# START OF THE DATA

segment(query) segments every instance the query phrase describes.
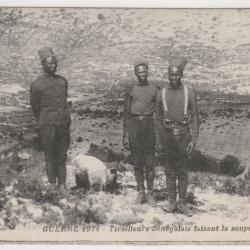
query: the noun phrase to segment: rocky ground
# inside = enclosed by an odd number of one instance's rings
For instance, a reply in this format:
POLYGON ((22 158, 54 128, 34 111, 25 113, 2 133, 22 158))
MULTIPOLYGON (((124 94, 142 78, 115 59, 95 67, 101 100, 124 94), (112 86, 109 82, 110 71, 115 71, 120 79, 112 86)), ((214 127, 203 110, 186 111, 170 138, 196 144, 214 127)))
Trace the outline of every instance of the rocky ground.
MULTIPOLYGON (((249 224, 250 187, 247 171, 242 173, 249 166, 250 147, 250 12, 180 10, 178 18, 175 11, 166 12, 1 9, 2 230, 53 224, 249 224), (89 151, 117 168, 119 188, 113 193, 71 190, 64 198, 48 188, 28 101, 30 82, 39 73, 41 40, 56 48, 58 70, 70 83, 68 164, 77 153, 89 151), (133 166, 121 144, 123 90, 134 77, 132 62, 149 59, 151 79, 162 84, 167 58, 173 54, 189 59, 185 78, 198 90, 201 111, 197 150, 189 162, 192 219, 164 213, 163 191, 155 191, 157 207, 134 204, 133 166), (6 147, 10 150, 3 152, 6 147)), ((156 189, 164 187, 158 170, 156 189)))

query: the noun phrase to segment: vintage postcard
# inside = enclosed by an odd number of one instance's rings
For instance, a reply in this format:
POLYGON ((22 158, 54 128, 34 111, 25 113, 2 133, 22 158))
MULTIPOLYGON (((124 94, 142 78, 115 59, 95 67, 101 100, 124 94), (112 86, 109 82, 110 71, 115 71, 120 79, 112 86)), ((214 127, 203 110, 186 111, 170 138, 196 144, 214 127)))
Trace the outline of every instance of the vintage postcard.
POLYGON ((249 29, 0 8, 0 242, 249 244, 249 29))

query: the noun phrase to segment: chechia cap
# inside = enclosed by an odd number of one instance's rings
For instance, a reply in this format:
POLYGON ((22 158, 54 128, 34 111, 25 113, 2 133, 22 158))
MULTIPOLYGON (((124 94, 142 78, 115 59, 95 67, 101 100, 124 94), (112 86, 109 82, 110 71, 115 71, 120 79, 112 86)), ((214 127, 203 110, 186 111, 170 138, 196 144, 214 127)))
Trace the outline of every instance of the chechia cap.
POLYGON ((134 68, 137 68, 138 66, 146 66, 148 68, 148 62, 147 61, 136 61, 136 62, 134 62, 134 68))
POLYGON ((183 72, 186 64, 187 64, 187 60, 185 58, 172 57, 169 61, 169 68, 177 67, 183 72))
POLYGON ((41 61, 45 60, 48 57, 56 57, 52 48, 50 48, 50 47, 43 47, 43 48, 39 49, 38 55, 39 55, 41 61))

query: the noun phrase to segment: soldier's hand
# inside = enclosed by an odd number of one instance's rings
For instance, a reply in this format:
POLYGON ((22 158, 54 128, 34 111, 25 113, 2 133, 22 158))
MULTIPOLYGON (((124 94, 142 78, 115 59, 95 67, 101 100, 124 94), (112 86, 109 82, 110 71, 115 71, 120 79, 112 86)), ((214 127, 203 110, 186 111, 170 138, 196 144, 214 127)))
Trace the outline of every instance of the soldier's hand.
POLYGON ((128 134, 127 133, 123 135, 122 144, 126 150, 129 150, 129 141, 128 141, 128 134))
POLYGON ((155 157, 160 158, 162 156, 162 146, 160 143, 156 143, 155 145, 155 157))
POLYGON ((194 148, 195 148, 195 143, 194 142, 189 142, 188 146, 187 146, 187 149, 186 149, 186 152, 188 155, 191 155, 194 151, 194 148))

# END OF THE DATA
# START OF THE DATA

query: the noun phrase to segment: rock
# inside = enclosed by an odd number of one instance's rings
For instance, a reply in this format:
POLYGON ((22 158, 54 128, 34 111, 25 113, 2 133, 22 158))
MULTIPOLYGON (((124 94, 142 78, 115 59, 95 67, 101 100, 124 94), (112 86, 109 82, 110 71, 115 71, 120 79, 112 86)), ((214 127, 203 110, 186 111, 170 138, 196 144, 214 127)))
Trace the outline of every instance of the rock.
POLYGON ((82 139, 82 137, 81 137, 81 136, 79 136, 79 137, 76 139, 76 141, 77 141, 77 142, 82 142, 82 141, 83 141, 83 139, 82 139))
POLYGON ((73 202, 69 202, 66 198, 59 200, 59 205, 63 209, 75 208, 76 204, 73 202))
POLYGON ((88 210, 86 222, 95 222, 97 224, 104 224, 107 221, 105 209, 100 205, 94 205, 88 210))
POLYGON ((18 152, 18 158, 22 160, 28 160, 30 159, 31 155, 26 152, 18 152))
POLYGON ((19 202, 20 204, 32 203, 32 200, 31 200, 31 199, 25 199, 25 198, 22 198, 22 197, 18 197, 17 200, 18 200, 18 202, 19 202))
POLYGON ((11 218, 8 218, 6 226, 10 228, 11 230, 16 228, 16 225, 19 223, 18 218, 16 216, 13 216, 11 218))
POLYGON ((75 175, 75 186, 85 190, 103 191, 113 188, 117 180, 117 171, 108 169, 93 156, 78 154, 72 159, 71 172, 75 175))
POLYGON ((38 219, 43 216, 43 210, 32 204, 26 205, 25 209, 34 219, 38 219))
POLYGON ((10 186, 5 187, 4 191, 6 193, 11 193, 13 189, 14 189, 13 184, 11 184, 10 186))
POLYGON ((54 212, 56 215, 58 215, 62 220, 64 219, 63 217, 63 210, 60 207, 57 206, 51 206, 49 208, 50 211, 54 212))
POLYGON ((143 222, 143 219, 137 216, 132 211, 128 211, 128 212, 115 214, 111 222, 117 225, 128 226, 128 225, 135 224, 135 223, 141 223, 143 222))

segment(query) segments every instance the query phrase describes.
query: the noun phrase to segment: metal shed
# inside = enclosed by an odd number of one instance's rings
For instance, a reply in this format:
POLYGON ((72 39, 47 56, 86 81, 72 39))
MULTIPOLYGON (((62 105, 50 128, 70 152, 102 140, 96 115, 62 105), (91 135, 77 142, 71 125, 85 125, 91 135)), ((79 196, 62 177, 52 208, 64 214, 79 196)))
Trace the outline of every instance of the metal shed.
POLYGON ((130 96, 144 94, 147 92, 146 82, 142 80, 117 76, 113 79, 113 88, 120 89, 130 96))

# END OF THE DATA
# START OF THE DATA

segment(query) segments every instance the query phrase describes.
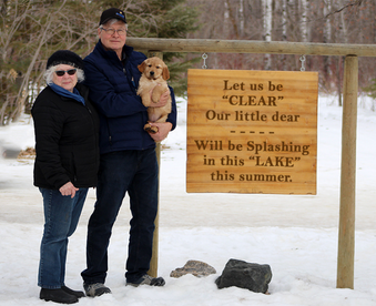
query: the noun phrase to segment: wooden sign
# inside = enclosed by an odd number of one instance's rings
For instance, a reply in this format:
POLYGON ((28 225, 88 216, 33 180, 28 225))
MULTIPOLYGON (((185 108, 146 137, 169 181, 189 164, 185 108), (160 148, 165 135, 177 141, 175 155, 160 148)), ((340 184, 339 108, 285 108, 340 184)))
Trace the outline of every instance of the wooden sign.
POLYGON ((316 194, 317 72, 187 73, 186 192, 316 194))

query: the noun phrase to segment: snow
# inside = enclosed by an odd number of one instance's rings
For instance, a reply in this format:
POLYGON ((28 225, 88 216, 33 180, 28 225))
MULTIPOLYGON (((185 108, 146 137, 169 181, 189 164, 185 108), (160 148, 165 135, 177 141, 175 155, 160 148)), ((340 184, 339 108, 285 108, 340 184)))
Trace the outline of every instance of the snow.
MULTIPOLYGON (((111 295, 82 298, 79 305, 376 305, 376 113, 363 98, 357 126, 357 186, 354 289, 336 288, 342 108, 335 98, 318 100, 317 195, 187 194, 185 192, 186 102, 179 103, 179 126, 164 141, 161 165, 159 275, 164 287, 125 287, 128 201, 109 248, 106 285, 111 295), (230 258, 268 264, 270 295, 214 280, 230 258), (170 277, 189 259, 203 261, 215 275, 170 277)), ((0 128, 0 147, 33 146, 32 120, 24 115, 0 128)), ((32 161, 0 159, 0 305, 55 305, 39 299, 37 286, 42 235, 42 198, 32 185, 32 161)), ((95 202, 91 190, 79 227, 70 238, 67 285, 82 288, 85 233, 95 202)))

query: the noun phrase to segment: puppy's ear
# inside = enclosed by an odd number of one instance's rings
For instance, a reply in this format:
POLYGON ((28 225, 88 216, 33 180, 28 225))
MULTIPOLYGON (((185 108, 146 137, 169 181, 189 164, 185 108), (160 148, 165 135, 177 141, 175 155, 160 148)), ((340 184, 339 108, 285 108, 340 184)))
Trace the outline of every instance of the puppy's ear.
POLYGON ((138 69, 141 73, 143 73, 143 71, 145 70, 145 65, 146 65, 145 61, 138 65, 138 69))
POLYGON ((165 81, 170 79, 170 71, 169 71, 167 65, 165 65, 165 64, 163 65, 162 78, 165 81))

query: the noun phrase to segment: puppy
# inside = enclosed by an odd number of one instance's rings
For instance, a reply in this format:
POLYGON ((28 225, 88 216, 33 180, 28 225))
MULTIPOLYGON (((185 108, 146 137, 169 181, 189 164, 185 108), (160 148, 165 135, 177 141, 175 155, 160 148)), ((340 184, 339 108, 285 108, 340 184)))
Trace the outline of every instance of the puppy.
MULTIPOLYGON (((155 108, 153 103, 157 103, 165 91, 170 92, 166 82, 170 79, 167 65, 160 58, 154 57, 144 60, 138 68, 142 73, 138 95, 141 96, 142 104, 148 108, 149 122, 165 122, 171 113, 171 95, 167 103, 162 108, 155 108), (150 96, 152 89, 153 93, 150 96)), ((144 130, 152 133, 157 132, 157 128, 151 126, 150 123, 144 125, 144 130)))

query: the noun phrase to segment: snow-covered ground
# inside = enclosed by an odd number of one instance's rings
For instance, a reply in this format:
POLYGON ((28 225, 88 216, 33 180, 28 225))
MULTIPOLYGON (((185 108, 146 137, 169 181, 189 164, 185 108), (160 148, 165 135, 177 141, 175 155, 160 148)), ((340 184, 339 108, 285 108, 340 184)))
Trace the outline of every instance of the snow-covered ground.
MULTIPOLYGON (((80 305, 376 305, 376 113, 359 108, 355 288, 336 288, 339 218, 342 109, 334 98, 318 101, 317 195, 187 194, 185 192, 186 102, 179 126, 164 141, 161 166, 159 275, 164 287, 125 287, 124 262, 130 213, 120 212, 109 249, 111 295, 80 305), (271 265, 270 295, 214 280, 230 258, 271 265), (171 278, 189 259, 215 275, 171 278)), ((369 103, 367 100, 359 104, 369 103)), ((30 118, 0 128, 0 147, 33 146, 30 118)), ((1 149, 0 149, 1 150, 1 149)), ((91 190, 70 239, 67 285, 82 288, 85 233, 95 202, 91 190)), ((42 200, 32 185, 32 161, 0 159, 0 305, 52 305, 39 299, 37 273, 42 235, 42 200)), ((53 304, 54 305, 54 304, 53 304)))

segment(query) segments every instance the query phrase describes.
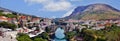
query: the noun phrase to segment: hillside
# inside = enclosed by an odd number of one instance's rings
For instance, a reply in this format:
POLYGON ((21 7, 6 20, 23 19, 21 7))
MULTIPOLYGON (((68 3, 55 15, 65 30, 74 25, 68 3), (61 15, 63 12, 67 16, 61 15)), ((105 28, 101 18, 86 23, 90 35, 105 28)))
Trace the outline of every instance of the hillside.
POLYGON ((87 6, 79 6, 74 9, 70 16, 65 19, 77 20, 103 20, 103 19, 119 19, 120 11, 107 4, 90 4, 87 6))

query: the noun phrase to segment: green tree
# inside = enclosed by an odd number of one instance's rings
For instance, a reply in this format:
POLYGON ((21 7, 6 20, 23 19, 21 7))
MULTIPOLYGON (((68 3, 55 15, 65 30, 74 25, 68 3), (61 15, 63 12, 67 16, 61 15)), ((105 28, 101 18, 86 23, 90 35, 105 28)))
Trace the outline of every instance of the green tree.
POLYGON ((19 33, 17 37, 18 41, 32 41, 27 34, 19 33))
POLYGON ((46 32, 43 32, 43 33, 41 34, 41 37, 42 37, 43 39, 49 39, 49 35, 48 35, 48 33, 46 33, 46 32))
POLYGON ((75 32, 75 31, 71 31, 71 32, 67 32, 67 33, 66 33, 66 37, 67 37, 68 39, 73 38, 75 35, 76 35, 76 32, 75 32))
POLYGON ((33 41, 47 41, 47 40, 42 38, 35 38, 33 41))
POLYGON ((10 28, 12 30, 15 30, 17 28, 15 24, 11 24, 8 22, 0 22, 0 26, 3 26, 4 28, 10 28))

# END OF THE DATA

* [PROMPT] Count the lines in the material above that contain the word "wooden", and give only that number.

* [FULL SOLUTION] 2